Reproduce each of the records below verbatim, keeping every line as it appears.
## BEGIN
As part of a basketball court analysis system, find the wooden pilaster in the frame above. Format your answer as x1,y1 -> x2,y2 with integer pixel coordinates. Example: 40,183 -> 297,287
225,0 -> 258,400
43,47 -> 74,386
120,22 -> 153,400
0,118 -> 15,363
## END
Written answer
As part of a basketball court analysis system, find the wooden pilaster in the frame above. Format your answer as x1,y1 -> x2,y2 with integer pixel coordinates. Example: 40,183 -> 297,287
225,0 -> 258,400
43,47 -> 74,386
120,22 -> 153,400
0,118 -> 15,363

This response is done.